[What is needed] Print a faithful copy of the data below, word for word, with the pictures left out.

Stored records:
···

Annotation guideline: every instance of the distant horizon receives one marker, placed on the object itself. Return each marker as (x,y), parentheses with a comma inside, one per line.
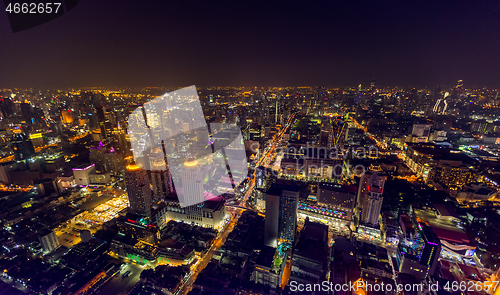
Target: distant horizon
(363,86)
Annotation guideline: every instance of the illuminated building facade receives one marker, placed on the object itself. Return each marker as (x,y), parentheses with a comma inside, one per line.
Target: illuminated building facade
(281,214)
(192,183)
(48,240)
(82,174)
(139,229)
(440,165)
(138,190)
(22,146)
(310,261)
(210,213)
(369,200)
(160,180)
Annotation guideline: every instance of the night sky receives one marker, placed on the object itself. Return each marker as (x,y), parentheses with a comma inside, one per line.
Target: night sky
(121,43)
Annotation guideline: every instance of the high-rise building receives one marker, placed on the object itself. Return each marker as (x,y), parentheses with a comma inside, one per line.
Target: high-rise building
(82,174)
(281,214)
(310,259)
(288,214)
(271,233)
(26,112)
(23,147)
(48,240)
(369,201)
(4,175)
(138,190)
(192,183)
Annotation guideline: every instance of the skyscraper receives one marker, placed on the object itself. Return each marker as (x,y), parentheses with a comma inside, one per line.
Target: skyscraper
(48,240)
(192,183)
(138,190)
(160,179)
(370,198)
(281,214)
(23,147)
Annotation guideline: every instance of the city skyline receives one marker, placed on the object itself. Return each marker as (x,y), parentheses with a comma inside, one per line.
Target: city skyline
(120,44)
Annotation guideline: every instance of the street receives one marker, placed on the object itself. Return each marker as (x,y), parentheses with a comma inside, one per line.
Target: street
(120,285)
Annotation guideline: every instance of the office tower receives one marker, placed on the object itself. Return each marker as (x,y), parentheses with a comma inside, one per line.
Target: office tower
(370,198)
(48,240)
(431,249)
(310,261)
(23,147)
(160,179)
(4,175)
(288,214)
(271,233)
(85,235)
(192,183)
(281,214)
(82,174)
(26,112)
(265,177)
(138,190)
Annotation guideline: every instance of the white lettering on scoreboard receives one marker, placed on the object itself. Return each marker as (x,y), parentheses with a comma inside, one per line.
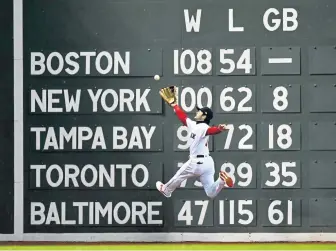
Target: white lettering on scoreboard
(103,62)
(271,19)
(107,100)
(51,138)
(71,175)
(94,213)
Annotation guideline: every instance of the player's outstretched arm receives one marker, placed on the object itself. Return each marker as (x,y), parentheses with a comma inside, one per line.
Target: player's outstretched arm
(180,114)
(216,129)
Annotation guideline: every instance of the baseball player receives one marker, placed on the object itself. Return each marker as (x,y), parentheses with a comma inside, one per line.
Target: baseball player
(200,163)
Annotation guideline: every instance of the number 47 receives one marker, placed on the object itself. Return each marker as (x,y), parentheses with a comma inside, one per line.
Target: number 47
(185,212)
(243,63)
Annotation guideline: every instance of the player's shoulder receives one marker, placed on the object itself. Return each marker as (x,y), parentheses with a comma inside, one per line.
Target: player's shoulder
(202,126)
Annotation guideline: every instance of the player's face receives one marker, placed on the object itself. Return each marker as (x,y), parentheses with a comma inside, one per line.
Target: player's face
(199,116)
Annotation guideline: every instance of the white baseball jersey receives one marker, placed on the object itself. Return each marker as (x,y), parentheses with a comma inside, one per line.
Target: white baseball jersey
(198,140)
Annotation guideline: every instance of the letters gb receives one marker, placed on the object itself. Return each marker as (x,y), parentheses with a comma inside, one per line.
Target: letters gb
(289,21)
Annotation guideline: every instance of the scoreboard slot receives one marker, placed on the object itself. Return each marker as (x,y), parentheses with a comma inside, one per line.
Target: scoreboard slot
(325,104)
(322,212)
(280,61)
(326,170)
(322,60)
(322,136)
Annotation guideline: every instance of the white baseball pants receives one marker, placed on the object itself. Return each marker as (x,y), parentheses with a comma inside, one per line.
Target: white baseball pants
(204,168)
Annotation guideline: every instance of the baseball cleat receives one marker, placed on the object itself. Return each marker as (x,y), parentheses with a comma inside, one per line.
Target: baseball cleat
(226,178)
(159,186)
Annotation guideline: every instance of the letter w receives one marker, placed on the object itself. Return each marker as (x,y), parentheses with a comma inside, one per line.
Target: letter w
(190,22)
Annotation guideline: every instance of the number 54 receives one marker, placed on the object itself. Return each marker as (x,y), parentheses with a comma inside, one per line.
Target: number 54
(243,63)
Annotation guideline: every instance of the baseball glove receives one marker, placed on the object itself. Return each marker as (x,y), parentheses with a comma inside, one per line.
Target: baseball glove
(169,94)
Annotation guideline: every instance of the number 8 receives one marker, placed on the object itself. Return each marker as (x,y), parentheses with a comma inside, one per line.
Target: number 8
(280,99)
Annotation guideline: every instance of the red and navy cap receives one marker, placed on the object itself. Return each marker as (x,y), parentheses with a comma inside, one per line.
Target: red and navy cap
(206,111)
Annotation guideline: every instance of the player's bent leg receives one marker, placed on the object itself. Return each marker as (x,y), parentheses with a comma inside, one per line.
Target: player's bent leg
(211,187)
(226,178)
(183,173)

···

[Result of this exercise]
Annotation guideline: every instance of the distant horizon receives one marker, placed on the object itself. Return each marker as (x,y), parentheses with a comma inside, one per line.
Target: distant horizon
(363,86)
Annotation guideline: every instance of the illuminated building facade receives one marker, placed on the object itself. Return each marker as (x,y), parentheses with a comma inside, one per line.
Target: illuminated building facade
(281,214)
(192,183)
(48,240)
(82,174)
(139,229)
(440,165)
(138,190)
(22,146)
(310,261)
(210,213)
(369,200)
(160,180)
Annotation guideline: every instance of the night sky receives one marker, placed on the object itself. Return each marker as (x,y), parentheses with a comma inside, one per line.
Target: night sky
(121,43)
Annotation guideline: every instance of the high-rise building receives one marker, placed on the object itself. Return each marker as (x,y), parentheses with a comma inside, one per line.
Target: high-rise building
(82,174)
(281,214)
(310,259)
(288,214)
(271,233)
(26,112)
(23,147)
(48,240)
(369,201)
(4,175)
(138,190)
(192,183)
Annotation guideline: every instance of the skyscraper receives one marker, placed on the object itself. Return each marker as (x,y), parentheses with a comma inside, one per line.
Target: skyscraper
(48,240)
(192,183)
(138,190)
(160,179)
(370,198)
(281,214)
(23,147)
Annotation guideline: every instance of the city skyline receives one marker, placed on the object itself. Return each marker as (x,y), parentheses with a comma inside, one per line.
Target: city skyline
(120,44)
Annotation guideline: every instance of the street receives one marker, placed on the object itself. Return each marker as (x,y), parentheses with a comma inside, one per line.
Target: street
(120,285)
Annotation guideline: every instance of the office tower receives one marker, placed on the object itself. Return each marker as (x,y), parentheses with a comma inside, one per line.
Target: office tower
(370,198)
(48,240)
(431,249)
(310,261)
(23,147)
(160,179)
(4,175)
(288,214)
(271,233)
(85,235)
(192,183)
(281,214)
(82,174)
(26,112)
(265,177)
(138,190)
Annotation guideline: every instance of the white lettering on scoreboard receives one marker, placed on the object itself. Return each marker as (x,y), parentheses with a comma inside, one per line.
Target: white lettering on scoreboard
(103,62)
(271,19)
(107,100)
(51,138)
(71,175)
(94,213)
Annotation guideline: every instance of the player's outstretched arm receives one marker, placed on the object itself. Return each marker as (x,y), parentheses with a comma inside, one per line.
Target: player's outstretched arm
(180,114)
(216,129)
Annotation guideline: every instance of the baseball player receives one marker, placed on the object itself. Return each marker as (x,y), parentheses with a comma inside, one per line.
Target: baseball player
(200,163)
Annotation guideline: every instance of the number 47 receives one marker, placed on the object itself. Return each marker as (x,y), parentheses with a comma inside, one per line.
Target: number 47
(185,212)
(243,63)
Annotation guideline: every instance of the player's shoulder receives one marker, placed on the object itself. Return each marker as (x,y), parentheses with a comma inside, one per line.
Target: player's shoulder
(202,126)
Annotation guideline: every instance of the player's face receives one marker, placed on the object itself. Return each marker as (x,y), parentheses with a comma inside, one per line.
Target: player's face
(199,116)
Annotation guideline: every instance of the white baseball jersey receives one marker, placed on the object itself. Return each marker as (x,y), parentheses with a comma inside, one per line.
Target: white baseball jersey
(198,140)
Annotation guideline: every instance of the letters gb receives one marker, placed on the object itself. Return each marker as (x,y), parentheses with a comma inside, one per line.
Target: letters gb
(289,21)
Annotation guideline: every instance of the scoreboard slot receives one marker, placed on the object itself. Return each marker as (x,y), parentheses with a comma inside, one per line.
Target: scoreboard slot
(325,104)
(322,212)
(280,61)
(326,170)
(322,60)
(322,136)
Annotation guideline: every instance of the white baseball pants receives one marker, placed on the object itself. Return each marker as (x,y), parentheses with a comma inside, one per line.
Target: white baseball pants
(204,168)
Annotation guideline: every instance of the baseball cleat receives one marker, placed on the object itself. Return each marker as (x,y), parentheses with a comma inside, one per line.
Target: baseball cleat
(226,178)
(159,186)
Annotation guideline: every instance of the letter w receives one marker, placed on the object itself. Return each marker as (x,y), parentheses with a comma inside, one per line.
Target: letter w
(190,22)
Annotation guideline: every instance of the number 54 receives one marker, placed on the object itself. Return each marker as (x,y), parentheses with a comma inside, one per line.
Target: number 54
(243,63)
Annotation guideline: every instance of the baseball glove receives one marker, placed on the object itself. Return each marker as (x,y), parentheses with a comma inside, one per line.
Target: baseball glove
(169,94)
Annotation guideline: every instance of the number 8 receives one marker, placed on the object itself. Return each marker as (x,y), parentheses with a comma inside, one per line.
Target: number 8
(280,99)
Annotation guideline: every instance of the red and navy cap receives one marker, placed on the object itself. Return each marker as (x,y), parentheses with a comma inside, one per line.
Target: red and navy cap
(206,111)
Annotation guideline: every instance of the player's bent leg receives one marker, placed on the object itself. Return each marker as (x,y), parentheses with a comma inside, one per line.
Target: player's bent leg
(211,187)
(226,178)
(183,173)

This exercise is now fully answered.